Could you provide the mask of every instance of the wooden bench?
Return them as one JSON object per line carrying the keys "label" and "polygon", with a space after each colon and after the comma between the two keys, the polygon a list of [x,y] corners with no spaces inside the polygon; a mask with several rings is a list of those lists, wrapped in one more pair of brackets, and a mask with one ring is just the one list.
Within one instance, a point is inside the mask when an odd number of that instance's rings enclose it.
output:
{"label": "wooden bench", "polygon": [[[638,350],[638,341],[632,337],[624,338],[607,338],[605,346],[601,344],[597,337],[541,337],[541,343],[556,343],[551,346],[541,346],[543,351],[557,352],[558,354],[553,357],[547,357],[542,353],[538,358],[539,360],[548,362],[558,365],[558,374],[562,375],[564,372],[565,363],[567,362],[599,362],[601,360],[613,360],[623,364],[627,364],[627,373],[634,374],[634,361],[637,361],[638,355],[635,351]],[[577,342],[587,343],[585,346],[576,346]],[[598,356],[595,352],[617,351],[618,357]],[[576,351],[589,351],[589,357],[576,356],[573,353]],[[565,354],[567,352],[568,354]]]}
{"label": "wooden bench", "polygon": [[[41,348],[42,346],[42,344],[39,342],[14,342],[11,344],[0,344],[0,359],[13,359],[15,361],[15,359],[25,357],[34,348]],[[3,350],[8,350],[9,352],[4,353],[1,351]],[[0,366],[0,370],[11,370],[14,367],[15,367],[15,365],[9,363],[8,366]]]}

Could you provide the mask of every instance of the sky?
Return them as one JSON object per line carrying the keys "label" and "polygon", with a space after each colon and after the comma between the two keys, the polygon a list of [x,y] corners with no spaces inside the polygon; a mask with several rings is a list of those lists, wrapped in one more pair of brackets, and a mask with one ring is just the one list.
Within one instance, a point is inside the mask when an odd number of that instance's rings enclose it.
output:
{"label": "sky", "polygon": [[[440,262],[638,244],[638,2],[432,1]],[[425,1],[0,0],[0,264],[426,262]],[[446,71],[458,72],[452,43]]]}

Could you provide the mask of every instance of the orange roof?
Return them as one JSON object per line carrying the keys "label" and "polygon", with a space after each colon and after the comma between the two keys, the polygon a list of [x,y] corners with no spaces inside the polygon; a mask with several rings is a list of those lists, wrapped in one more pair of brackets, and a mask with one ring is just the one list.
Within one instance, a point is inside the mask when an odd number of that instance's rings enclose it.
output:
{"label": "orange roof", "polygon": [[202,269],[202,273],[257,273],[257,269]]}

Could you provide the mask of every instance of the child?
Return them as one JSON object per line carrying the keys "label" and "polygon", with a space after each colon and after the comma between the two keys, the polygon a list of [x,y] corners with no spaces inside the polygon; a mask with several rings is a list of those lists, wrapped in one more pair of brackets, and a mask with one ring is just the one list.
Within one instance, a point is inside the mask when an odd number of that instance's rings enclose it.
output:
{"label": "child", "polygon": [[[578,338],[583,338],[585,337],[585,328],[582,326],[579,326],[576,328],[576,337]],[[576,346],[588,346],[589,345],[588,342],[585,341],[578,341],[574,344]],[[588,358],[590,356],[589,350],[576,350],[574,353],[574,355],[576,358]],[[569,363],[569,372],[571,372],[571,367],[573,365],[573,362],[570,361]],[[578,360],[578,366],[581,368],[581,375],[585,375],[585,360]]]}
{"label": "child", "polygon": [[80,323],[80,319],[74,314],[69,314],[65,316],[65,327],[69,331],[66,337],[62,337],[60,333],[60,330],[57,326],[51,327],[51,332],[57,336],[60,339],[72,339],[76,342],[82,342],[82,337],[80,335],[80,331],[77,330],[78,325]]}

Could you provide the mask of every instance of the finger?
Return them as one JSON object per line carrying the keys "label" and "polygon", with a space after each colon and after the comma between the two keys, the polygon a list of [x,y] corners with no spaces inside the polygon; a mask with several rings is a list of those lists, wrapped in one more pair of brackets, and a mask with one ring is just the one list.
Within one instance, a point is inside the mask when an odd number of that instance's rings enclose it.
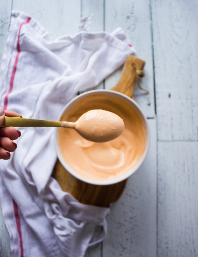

● PROBLEM DESCRIPTION
Could you write out all the entries above again with each "instance" changed to "occurrence", leaving everything else unchanged and omitting the pictures?

● SOLUTION TO THIS PROBLEM
Could you provide the mask of every occurrence of the wooden bench?
Return them as one JSON object per line carrying the keys "label" and "polygon", with a space after each colon and after the comma between the two keys, the polygon a list of [x,y] corners with no spaces inside the polygon; a mask with several rings is a list of those lists, wrapped in one more pair of brackets, and a mask with one ring is just the one list.
Within one occurrence, a point is inside the mask when an odd number of that occurrence's rings enclose it.
output:
{"label": "wooden bench", "polygon": [[[638,350],[638,341],[632,337],[624,338],[607,338],[605,346],[601,344],[597,337],[541,337],[541,343],[556,343],[551,346],[541,346],[543,351],[557,352],[558,354],[553,357],[547,357],[542,353],[538,358],[539,360],[548,362],[558,365],[558,374],[562,375],[564,372],[565,363],[567,362],[599,362],[601,360],[613,360],[623,364],[627,364],[627,373],[634,374],[634,361],[637,361],[638,355],[635,351]],[[577,342],[587,343],[585,346],[576,346]],[[598,356],[595,352],[617,351],[618,357]],[[576,351],[589,351],[589,357],[576,356],[573,353]],[[565,354],[567,352],[568,354]]]}
{"label": "wooden bench", "polygon": [[[41,348],[42,346],[42,344],[39,342],[14,342],[11,344],[0,344],[0,359],[13,359],[15,361],[15,359],[25,357],[34,348]],[[3,350],[8,350],[9,352],[4,353],[1,351]],[[0,366],[0,370],[11,370],[14,367],[15,367],[15,365],[9,363],[8,366]]]}

Could you provide the mask of every occurrence of the sky?
Return them as one JSON object per line carrying the keys "label" and "polygon", with a space after each colon and after the comma between the two keys, the polygon a list of [x,y] corners with no spaces inside the polygon; a mask with several rings is a list of those lists, wrapped in one more pair of brackets, and a mask with one ring is just the one list.
Within one occurrence, a point is inside the mask when an odd number of that occurrence's rings enclose it.
output:
{"label": "sky", "polygon": [[[440,262],[638,244],[638,2],[432,1]],[[425,1],[0,0],[0,264],[426,262]],[[446,71],[458,72],[452,43]]]}

Could you provide the mask of every occurrence of the orange roof?
Return them as one JSON object per line carrying the keys "label" and "polygon", with a space after each colon and after the comma between the two keys, the polygon a list of [x,y] corners with no spaces inside the polygon; a mask with several rings is a list of those lists, wrapped in one more pair of brackets, and a mask with one ring is just the one list.
Within one occurrence, a point is inside the mask when an odd number of that occurrence's rings enclose it.
output:
{"label": "orange roof", "polygon": [[202,269],[202,273],[257,273],[257,269]]}

Could you provide the mask of every occurrence of the child?
Return them as one JSON object per line carrying the keys "label" and "polygon", with a space after each colon and after the comma between the two keys, the polygon a list of [x,y] corners with no spaces inside the polygon; a mask with several rings is a list of those lists, wrapped in one more pair of brackets, and a mask with one ring is just the one list.
Within one occurrence, a point is inside the mask when an odd number of that occurrence's rings enclose it.
output:
{"label": "child", "polygon": [[[578,338],[583,338],[585,337],[585,328],[582,326],[579,326],[576,328],[576,337]],[[576,346],[588,346],[589,345],[588,342],[585,341],[578,341],[574,344]],[[588,358],[590,356],[589,350],[576,350],[574,353],[574,355],[576,358]],[[569,363],[569,372],[571,372],[571,367],[573,365],[573,362],[570,361]],[[578,360],[578,366],[581,368],[581,375],[585,375],[585,360]]]}
{"label": "child", "polygon": [[80,323],[80,319],[74,314],[69,314],[65,316],[65,327],[69,331],[66,337],[62,337],[60,333],[60,330],[57,326],[51,327],[51,332],[57,336],[60,339],[72,339],[76,342],[82,342],[82,337],[80,335],[80,331],[77,330],[78,325]]}

Could you provide the mask of every occurrence of the finger?
Return them as one JSON object per line carrying the keys "label" and "polygon", with a space after each colon and after the comma between the two keys, the polygon a list of [x,y] corners with no spaces inside the polygon; a mask with several rings is a list of those lists, wrapped in one more pair of brackets, and a mask with one ring is just the one list.
Within one occurrence, a point is inside the mask when an odd number of that occurrence's rings enclose it.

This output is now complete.